▸ Text shown
--- START ---
Saturday 6 April 1940
A slow transport bringing German troops to southern Norway. |
Operation Weserubung: The main German invasion force embarks for Norway on 6 April 1940.
- Kriegsmarine Marine Gruppe 1 departs from Cuxhaven for Narvik (10 destroyers carrying 2000 troops, plus battleships Scharnhorst & Gneisenau);
- Kriegsmarine Marine Gruppe 2 departs from Wesermünde for Trondheim (cruiser Admiral Hipper & 4 destroyers carrying 1700 troops).
German warships are being used as fast transports. Admiral Hipper carries 1,700 Mountain Troops to Trondheim.
Troopship Nordmark sails into the Atlantic to wait off the coast of Norway.
During the night, a sea transport squadron leaves from Stettin with 15 steamers. In is taking 3,900 troops, 742 horses, 942 armoured vehicles. It is headed for Oslo.
Battle of the Atlantic: U-1 (Korvettenkapitän Jürgen Deecke) is missing and presumed lost as of this date. The leading theory is that it struck a British mine in Field No. 7. All hands are lost.
--- END ---
▸ Task data
--- START ---
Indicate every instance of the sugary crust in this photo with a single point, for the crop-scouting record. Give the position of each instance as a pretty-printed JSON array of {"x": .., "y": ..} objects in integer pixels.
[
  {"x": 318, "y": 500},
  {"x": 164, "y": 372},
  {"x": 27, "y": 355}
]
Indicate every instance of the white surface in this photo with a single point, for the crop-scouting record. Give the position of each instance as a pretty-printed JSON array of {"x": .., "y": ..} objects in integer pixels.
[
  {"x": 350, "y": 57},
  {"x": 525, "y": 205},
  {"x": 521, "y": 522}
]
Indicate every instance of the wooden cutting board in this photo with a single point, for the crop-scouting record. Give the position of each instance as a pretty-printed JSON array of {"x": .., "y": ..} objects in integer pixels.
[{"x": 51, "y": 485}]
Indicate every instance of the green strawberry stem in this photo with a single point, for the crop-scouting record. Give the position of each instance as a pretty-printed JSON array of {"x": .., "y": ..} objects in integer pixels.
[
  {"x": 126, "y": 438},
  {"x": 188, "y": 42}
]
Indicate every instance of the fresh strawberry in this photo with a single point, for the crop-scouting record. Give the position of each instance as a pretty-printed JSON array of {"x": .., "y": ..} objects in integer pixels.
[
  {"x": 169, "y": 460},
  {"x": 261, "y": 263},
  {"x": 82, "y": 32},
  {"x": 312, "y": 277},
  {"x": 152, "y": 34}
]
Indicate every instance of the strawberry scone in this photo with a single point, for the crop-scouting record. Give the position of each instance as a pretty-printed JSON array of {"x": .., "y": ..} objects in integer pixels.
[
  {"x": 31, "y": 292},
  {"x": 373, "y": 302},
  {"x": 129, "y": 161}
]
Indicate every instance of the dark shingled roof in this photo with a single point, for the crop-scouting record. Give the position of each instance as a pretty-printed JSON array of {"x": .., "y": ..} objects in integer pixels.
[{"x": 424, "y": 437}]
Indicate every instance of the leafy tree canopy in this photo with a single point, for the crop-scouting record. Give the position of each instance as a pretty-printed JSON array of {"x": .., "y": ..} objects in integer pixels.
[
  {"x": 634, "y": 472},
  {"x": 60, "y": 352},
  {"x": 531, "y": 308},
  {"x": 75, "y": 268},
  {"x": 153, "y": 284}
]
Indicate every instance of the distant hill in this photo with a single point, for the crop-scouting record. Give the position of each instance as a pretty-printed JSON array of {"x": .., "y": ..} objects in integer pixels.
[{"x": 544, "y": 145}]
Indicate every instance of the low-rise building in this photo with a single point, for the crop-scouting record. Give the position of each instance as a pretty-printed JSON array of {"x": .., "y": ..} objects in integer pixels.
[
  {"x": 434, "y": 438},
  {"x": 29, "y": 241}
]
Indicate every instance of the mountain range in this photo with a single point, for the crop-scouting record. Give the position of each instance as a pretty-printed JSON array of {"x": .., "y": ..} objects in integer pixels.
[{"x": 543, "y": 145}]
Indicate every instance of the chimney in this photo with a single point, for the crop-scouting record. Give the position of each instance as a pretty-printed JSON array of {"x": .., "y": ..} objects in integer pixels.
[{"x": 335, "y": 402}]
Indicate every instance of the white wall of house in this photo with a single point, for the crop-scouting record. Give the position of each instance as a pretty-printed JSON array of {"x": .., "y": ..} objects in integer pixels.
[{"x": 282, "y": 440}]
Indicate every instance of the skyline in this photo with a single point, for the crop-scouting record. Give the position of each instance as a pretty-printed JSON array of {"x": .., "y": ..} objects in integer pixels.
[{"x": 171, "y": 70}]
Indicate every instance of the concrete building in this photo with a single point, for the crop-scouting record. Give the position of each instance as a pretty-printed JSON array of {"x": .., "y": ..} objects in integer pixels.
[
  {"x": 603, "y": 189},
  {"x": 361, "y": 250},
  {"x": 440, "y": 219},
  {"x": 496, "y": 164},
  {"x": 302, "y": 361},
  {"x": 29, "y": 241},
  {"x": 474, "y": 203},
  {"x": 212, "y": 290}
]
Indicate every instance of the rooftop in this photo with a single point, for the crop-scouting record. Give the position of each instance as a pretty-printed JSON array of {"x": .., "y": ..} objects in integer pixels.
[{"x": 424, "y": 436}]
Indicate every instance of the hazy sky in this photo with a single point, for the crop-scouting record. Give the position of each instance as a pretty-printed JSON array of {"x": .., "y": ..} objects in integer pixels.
--- END ---
▸ Tasks to carry out
1. Turn the paragraph of the 6 April 1940 chronology that begins "Battle of the Atlantic" into a short bulleted list that keeps its main facts.
2. In the listing, rewrite the lines running from the one containing "Indicate every instance of the white wall" through the end of the listing, swapping "concrete building" for "brick building" and leaving everything else as it is.

▸ Solution set
1.
- Battle of the Atlantic: U-1, under Korvettenkapitän Jürgen Deecke, is missing and presumed lost as of this date.
- Leading theory: it struck a British mine in Field No. 7.
- All hands are lost.

2.
Indicate every instance of the white wall of house in this photo with a single point, for the crop-scouting record. Give the position of each instance as a pretty-printed JSON array of {"x": .., "y": ..} objects in integer pixels.
[{"x": 282, "y": 440}]
Indicate every instance of the skyline in this photo with a single point, for the crop-scouting record. Give the position of each instance as a pretty-printed JSON array of {"x": .., "y": ..} objects in integer pixels.
[{"x": 171, "y": 70}]
Indicate every instance of the brick building in this photo with a single point, for the crop-scouting record. Give the position of each instance as a pretty-printed JSON array of {"x": .., "y": ..} objects in integer pixels.
[
  {"x": 603, "y": 189},
  {"x": 361, "y": 250},
  {"x": 440, "y": 219},
  {"x": 496, "y": 164},
  {"x": 302, "y": 361},
  {"x": 29, "y": 241},
  {"x": 474, "y": 203},
  {"x": 212, "y": 290}
]
Indicate every instance of the rooftop in this photo with a single point, for the crop-scouting record. Give the position of each instance as a pretty-printed JSON array of {"x": .., "y": ..} objects in integer pixels.
[{"x": 424, "y": 436}]
Indicate every instance of the hazy sky in this photo with a single point, for the crop-scouting record. Give the position of each instance as a pretty-printed JSON array of {"x": .., "y": ..} objects in integer pixels.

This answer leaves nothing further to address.